**** EXCERPTED TEXT ****

• Monday, June 24, 2024


Did Sunak call for early polls to get rid of cramped No.10?

The Conservative prime minister surprised many people by calling the polls suggesting that the UK’s economy has started making a turnaround.

UK prime minister Rishi Sunak waves to members of the media after taking office outside Number 10 in Downing Street on October 25, 2022 in London, England. (Photo by Dan Kitwood/Getty Images)

By: Shubham Ghosh

DID prime minister Rishi Sunak call for early elections on July 4 because he is tired of staying in the cramped No.10 and wants the agony to end quicker?

According to a report by Politico trying to understand what made the Tory leader announce the polls all of a sudden when speculation was rife that his government could buy more time, the incumbent PM saw despite all his claims and promises, his polling numbers did not improve which meant the writing is on the wall.

Moreover, given the fact that the Sunak family’s personal fortune has taken a big leap of late, staying at No.10 perhaps seemed less appealing, both politically and spatially, and a loss in the upcoming election would mean that Sunak can plan for something nicer next.

“If he was going to lose, why not lose now, and head off for a brighter future with his buddies in Silicon Valley?” the Politico article read.

Read: Sunak, Starmer hit campaign trail as election race kicks off

However, there are also other reasons that suggest that Sunak is trying to think ahead of his opponents and considers the current time is the best one to pull the trigger.

****

◆ **WORK TASK**:
Continue the article on Sunak's early election call from where it stops, in the same style.

**** RECORD EXTRACTS ****

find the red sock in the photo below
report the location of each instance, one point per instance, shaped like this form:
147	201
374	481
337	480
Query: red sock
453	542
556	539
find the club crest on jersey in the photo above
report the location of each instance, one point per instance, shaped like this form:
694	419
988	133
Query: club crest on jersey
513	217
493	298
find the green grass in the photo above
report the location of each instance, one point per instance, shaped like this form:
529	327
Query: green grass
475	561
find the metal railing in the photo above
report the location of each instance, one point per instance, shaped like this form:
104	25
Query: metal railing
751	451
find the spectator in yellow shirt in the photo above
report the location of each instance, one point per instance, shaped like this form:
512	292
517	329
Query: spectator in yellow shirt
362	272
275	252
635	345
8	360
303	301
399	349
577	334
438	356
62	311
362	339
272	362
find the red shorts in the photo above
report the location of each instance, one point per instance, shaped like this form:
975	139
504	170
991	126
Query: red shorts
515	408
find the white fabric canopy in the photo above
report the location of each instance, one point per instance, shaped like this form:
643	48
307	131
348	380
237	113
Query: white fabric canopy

****

◆ **REPLY TO THE EXERCISE**:
The announcement for the poll came when people were speculating over the next elections and the general belief was that it could be held in September and October when Sunak completes two years in office. The Conservative leader had until December to call an election, which could have taken place in January next year.

Economy the reason?

One of the major reasons why he called for early elections is the belief that the UK’s economy is turning around after the country’s inflation was seen to have fallen to an almost three-year low. For the prime minister who is fighting challenges on many fronts, this moment has given his government a breathing space and he decided to take on the electoral challenge head on. What if there is not such an opportunity again over the next few months? 

Read: What happens in a UK national election?

Rumours of Sunak calling for an election became stronger after the Office of National Statistics revealed early on Wednesday that inflation fell to 2.3 per cent in April, nearing the Bank of England’s target and quite down from the 11 per cent in October 2022 when he took over.

Sunak said economic stability has returned, pointing to falling inflation and a growing economy even though even some Conservatives’ loyal voters were not convinced by the claim.

To surprise the opponent?

This was perhaps the best strategic respite that Sunak had to call the polls, despite the general mood being not so favourable. The Conservatives are staring at a massive defeat, trailing 20 percentage points behind the opposition Labour and Sunak’s sudden call for the polls was aimed at surprising Keir Starmer’s party.

The PM hopes that the element of surprise will give an advantage to his party and that the current outlook of the voters could not get any better.

The Telegraph reported that the logic that No.10 Downing harbours is that given all factors, July makes for the least bad option.

The much debated Rwanda deportation scheme has become a law which means Sunak has some control over immigration, an issue that has remained a burning one in British politics of late. It could also be another boosting point for the administration which is otherwise struggling.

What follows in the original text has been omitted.